**WHAT IS BEING ASKED:**
Please write out every line of the records below without changing a character, and leave the pictures out.
:::::
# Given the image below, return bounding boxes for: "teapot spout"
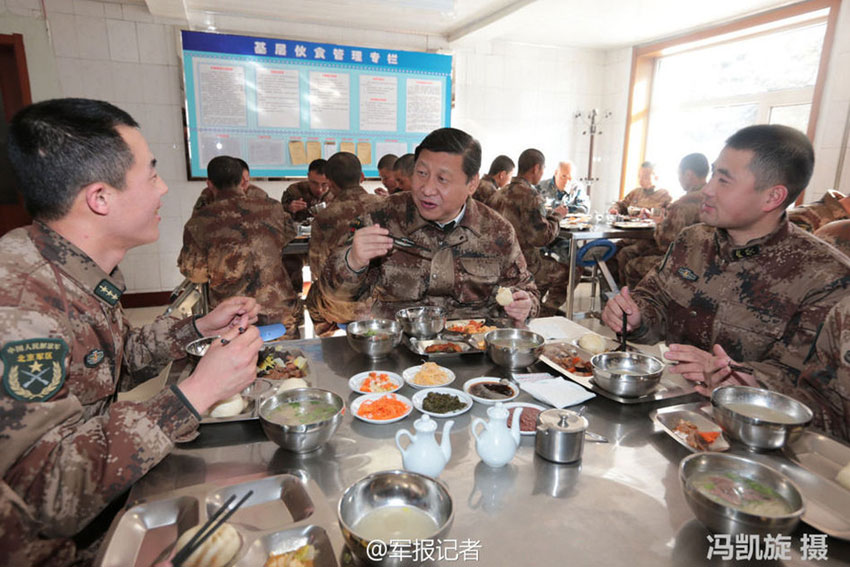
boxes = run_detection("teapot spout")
[511,407,523,447]
[440,419,455,463]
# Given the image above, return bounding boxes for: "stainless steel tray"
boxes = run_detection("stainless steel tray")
[257,341,310,382]
[95,472,342,567]
[401,335,486,358]
[649,402,729,453]
[540,342,695,404]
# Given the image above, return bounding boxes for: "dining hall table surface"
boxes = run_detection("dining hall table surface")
[113,322,850,567]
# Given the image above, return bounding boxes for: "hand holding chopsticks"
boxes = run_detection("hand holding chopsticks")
[171,490,254,567]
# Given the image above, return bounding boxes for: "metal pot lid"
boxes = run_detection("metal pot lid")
[537,409,589,433]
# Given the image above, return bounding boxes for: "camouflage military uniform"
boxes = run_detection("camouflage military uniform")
[617,190,702,288]
[0,223,199,565]
[192,185,269,211]
[537,177,589,213]
[783,298,850,442]
[472,175,499,206]
[788,191,850,232]
[632,219,850,389]
[177,189,304,338]
[319,192,539,322]
[307,185,384,336]
[614,186,673,215]
[815,219,850,256]
[491,177,570,316]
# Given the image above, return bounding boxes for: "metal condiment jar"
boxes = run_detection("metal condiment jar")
[534,409,588,463]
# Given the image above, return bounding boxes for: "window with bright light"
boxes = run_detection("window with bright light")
[644,18,827,198]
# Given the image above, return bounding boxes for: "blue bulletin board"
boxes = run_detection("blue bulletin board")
[182,31,452,177]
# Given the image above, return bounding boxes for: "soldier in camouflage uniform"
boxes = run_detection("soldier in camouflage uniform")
[490,149,570,317]
[608,161,673,215]
[0,99,262,567]
[192,158,268,211]
[602,125,850,395]
[280,159,333,297]
[177,156,304,339]
[783,298,850,442]
[815,219,850,257]
[319,128,539,324]
[617,154,708,288]
[788,190,850,232]
[472,155,514,206]
[307,152,384,337]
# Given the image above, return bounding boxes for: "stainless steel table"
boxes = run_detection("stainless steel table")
[128,337,850,567]
[560,223,654,319]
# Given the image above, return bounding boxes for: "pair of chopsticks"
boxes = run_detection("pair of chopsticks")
[171,490,254,567]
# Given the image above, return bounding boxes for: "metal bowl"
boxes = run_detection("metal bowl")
[337,470,454,567]
[258,388,345,453]
[711,386,813,451]
[186,336,219,362]
[484,329,546,369]
[395,305,446,339]
[590,352,664,398]
[346,319,401,358]
[679,453,805,535]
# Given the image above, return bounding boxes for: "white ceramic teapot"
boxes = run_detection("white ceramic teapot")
[395,415,455,477]
[470,402,522,467]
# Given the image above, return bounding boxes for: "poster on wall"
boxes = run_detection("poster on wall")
[181,30,452,178]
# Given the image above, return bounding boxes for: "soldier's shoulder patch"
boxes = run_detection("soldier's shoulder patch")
[676,266,699,282]
[83,348,106,368]
[94,279,124,305]
[732,244,761,260]
[0,338,68,402]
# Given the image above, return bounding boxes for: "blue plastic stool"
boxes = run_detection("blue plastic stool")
[576,238,619,317]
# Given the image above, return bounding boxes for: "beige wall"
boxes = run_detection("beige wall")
[0,0,850,292]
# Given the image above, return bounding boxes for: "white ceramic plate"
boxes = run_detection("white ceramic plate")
[401,364,455,390]
[505,402,546,435]
[413,388,472,417]
[351,393,413,423]
[348,370,404,394]
[463,376,519,406]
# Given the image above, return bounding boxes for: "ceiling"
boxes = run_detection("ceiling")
[140,0,793,49]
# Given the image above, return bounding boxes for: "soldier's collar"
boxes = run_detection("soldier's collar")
[30,221,126,306]
[714,214,790,262]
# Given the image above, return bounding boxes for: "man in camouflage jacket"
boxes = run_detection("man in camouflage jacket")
[602,125,850,395]
[490,149,569,317]
[177,156,304,339]
[319,128,539,324]
[307,152,384,336]
[617,154,708,288]
[0,99,262,567]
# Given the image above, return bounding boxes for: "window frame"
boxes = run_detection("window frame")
[619,0,841,204]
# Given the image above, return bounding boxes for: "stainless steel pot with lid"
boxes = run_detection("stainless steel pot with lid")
[534,409,588,463]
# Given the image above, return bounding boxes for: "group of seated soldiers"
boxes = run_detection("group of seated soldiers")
[180,126,850,446]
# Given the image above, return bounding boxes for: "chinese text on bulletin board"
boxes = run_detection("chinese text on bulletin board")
[182,31,452,177]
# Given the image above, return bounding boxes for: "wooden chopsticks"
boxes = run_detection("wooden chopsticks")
:::::
**RESULT FOR THIS EXERCISE:**
# Given the image below, return bounding boxes for: "teapot spout"
boxes = run_detection("teapot spout")
[511,407,523,447]
[440,419,455,463]
# Given the image above, return bounding boxes for: "stainless steel tray"
boxes = run_detection("stainless steel tray")
[257,341,310,382]
[95,472,342,567]
[401,335,486,358]
[649,402,729,453]
[540,342,695,404]
# Given the image above, return bounding boxes for: "dining hall table surface"
boxes = run_detection("dining hall table surface")
[113,322,850,567]
# Given the image above, return bounding boxes for: "hand holding chopsticks"
boxes = run_detection("hand holding chopsticks")
[171,490,254,567]
# Given the image above, return bounding boxes for: "metal pot lid"
boxes = run_detection("metal pot lid")
[537,409,589,433]
# Given the image above, return bounding boxes for: "camouflage military uniform"
boxes = run_detection("camouflage military uniform")
[617,190,702,288]
[0,223,199,565]
[192,185,269,211]
[537,177,589,213]
[783,298,850,442]
[472,175,499,206]
[788,191,850,232]
[632,219,850,389]
[177,189,304,338]
[319,192,539,322]
[307,185,384,336]
[614,186,673,215]
[815,219,850,256]
[491,177,570,316]
# Given the image above, return bounding boxes for: "metal condiment jar"
boxes = run_detection("metal condiment jar")
[534,409,588,463]
# Given the image above, return bounding boxes for: "window with bright light"
boxes = run_detection("window with bright light")
[644,18,827,198]
# Given the image above, return bounding boxes for: "blue bulletin board"
boxes = run_detection("blue bulletin board")
[182,31,452,177]
# Given the image above, return bounding boxes for: "soldier in camouflage uniform"
boxes = run_detection("soldier in camouflage uniform")
[490,149,570,317]
[608,161,673,215]
[0,99,262,567]
[192,158,268,211]
[602,125,850,395]
[280,159,333,297]
[177,156,304,339]
[783,298,850,442]
[815,219,850,257]
[319,128,539,324]
[617,154,708,288]
[788,190,850,232]
[472,155,514,206]
[307,152,384,337]
# Given the image above, return bounding boxes for: "stainless steel table"
boxes = run_detection("stainless steel table")
[128,337,850,567]
[560,223,654,319]
# Given the image above, return bounding boxes for: "pair of chopsticks"
boxes = run_detection("pair of chopsticks")
[171,490,254,567]
# Given the image above, return bounding boxes for: "metal bowl"
boxes = run_detection("metal bowl")
[337,470,454,567]
[258,388,345,453]
[711,386,813,451]
[186,336,219,362]
[484,329,546,369]
[395,305,446,339]
[590,352,664,398]
[346,319,401,358]
[679,453,805,535]
# Given the image above, return bounding boxes for: "white ceramic teapot"
boxes = run_detection("white ceramic teapot")
[395,415,455,477]
[470,402,522,467]
# Given the image above, return bounding boxes for: "poster on wall"
boxes = run_detection("poster on wall")
[181,30,452,178]
# Given the image above, return bounding boxes for: "soldier's shoulder patch"
boxes = run_detection("soldier's shoulder patch")
[676,266,699,282]
[83,348,106,368]
[94,279,124,305]
[732,244,761,260]
[0,338,68,402]
# Given the image above, return bounding boxes for: "blue plastic stool"
boxes = run_detection("blue plastic stool")
[576,238,619,317]
# Given the image above, return bounding boxes for: "beige wall"
boxes = run_detection("beige wall")
[0,0,850,292]
# Given the image above, return bounding boxes for: "white ceramic plate"
boxes = run_detection("white ceramic plate")
[401,364,455,390]
[505,402,546,435]
[413,388,472,417]
[351,393,413,423]
[348,370,404,394]
[463,376,519,406]
# Given the image above, return bounding boxes for: "ceiling"
boxes = run_detection("ceiling")
[140,0,793,49]
# Given the image above, return bounding boxes for: "soldier's collar"
boxes = run_detection("soldier's collar")
[30,221,126,306]
[714,214,790,262]
# Given the image above, return bounding boxes for: "man in camouflage jacket"
boxes = run_detection("man in camouflage jacket")
[602,125,850,395]
[490,149,569,317]
[177,156,304,339]
[319,128,539,324]
[307,152,384,336]
[617,154,708,288]
[0,99,262,567]
# Given the image above, return bounding boxes for: "window frame"
boxes = run_detection("window frame")
[619,0,841,204]
# Given the image above, return bounding boxes for: "stainless steel pot with lid"
boxes = run_detection("stainless steel pot with lid")
[534,409,588,463]
# Given the image above, return bounding boxes for: "group of seated soldiers"
boxes = run_detection("group of seated soldiers")
[180,126,850,446]
# Given the image above, return bounding boxes for: "chinese text on bulletin board"
boxes = run_detection("chinese text on bulletin board")
[182,31,452,177]
# Given the image above, return bounding boxes for: "wooden chopsticks"
boxes = run_detection("wooden chopsticks")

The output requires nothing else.